> **Extract**:
○ ○ ○
I was kind of hoping that the result would be poetic, and it really
isn't, but it is, I think, instructive. What jumped out at me
immediately were the words time and world, in both wordles. It occured to me that most poetry, as re-present-ation, is essentially preoccupied with time and space, what happened where and when. Many of the prominent words in these wordles are temporal or spacial. The word now features in both, and while Eliot's place is the sea, mine is the forest.
If
poetry is infatuated with time and space, I wondered why most poetry
makes such poor use of both to make its message. Most poetry is linear,
row on row, though ee cummings for example was more playful with the
placement of words on the page. Even spoken poetry adds little, and
sometimes even detracts from the mood and meaning, since poetry is very
much a conversation in which the reader takes part, fills in the blanks
from his or her own experience, adds context, which a dissonant reading
can destroy.
○ ○ ○
> **Record set**:
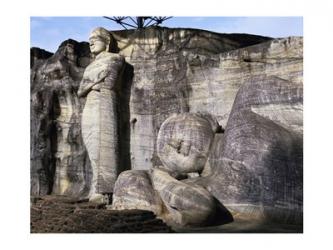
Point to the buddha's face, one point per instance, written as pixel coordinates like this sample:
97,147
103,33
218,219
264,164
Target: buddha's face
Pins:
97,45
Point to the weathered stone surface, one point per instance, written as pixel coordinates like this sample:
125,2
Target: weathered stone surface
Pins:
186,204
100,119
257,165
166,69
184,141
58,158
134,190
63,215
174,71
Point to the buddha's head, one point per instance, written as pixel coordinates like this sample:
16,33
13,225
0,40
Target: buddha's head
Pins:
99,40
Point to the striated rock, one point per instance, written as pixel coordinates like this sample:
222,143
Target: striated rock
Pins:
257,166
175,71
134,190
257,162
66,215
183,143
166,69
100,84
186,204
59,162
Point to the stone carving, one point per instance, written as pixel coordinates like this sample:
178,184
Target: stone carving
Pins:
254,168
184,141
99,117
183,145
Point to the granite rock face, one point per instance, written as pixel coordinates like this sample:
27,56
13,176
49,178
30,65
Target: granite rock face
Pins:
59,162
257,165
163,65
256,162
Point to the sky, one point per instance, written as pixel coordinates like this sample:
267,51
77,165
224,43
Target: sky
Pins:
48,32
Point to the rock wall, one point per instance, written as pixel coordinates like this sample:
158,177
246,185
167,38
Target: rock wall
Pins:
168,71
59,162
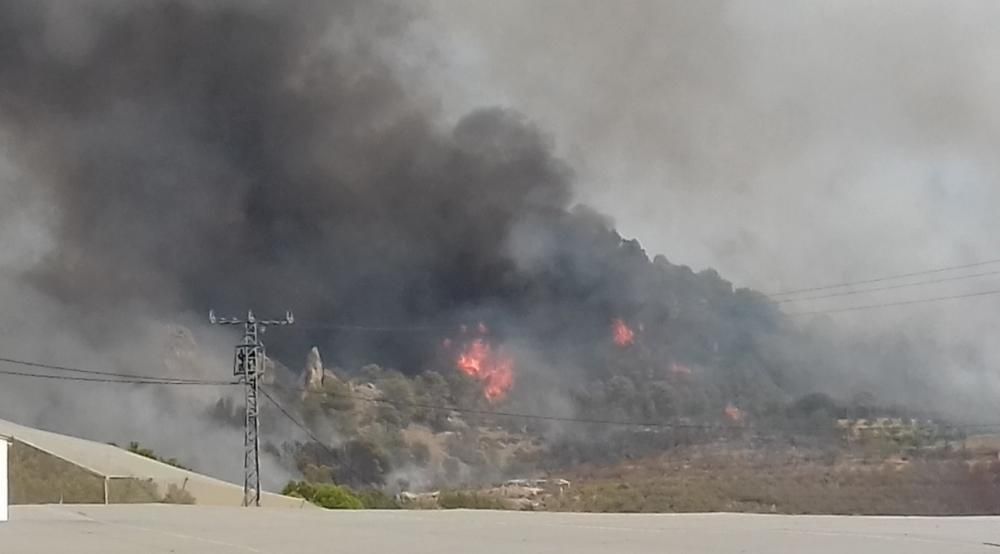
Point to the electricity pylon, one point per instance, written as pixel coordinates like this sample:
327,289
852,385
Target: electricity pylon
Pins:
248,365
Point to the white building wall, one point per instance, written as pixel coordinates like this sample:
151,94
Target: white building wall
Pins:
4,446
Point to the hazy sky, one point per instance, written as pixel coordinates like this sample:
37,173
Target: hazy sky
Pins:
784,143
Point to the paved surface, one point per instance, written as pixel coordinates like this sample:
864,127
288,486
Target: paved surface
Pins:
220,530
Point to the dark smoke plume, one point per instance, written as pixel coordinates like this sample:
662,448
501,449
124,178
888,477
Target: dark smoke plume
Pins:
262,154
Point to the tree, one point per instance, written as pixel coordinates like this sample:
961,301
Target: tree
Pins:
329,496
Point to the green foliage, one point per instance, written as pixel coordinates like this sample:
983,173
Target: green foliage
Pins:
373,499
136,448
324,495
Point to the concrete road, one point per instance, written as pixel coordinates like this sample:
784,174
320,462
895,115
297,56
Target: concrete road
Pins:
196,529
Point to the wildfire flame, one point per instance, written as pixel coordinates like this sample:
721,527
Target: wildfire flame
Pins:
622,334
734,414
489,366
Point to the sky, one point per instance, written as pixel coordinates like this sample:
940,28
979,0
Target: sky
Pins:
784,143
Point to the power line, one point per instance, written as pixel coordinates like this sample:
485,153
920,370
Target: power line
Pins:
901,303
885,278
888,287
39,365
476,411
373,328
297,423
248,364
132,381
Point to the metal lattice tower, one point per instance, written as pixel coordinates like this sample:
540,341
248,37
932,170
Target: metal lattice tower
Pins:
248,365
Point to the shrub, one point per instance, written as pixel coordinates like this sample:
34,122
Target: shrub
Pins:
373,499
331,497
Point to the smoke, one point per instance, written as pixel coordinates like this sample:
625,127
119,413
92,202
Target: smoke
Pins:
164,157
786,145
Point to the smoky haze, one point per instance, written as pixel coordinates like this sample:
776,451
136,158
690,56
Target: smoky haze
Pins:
○ ○ ○
> **Problems to work on**:
**1.** Transcribe the passage on poetry and wordles, beginning at the words "I was kind of" and ending after "is the forest.".
**2.** Pick up the passage on poetry, time and space after its final sentence and carry it on.
The material plays no part in this.

> **Answers given**:
**1.**
I was kind of hoping that the result would be poetic, and it really
isn't, but it is, I think, instructive. What jumped out at me
immediately were the words time and world, in both wordles. It occured to me that most poetry, as re-present-ation, is essentially preoccupied with time and space, what happened where and when. Many of the prominent words in these wordles are temporal or spacial. The word now features in both, and while Eliot's place is the sea, mine is the forest.

**2.**
The poem below, Swan and Shadow by John Hollander, is quite clever in its use of space.
What could we do, in the brave new world of the Internet, to make better use of time and space, in poetic ways?
We know that the eye and the brain process information visually, from
the centre out to the periphery, not linearly. Should we, could we
write poetry that way?
We can now use video to make words move
in ways that are both informative and expressive. Could we write poetry
so it appears before us a few words at a time, at the speed we would
read it, using text in clever and expressive ways, the way Michael
Wesch uses animation to explain social media? I've spoken at business conferences about how visualizations can add meaning and value to information. Could they add meaning and value to poetry?
What
role could/should sound and video play in enhancing, supporting,
reinforcing the written poem? Is it like a spoken reading of a poem,
that can make it better (if it's well done) or worse (if it intrudes on
the reader's own sense-making about the poem)?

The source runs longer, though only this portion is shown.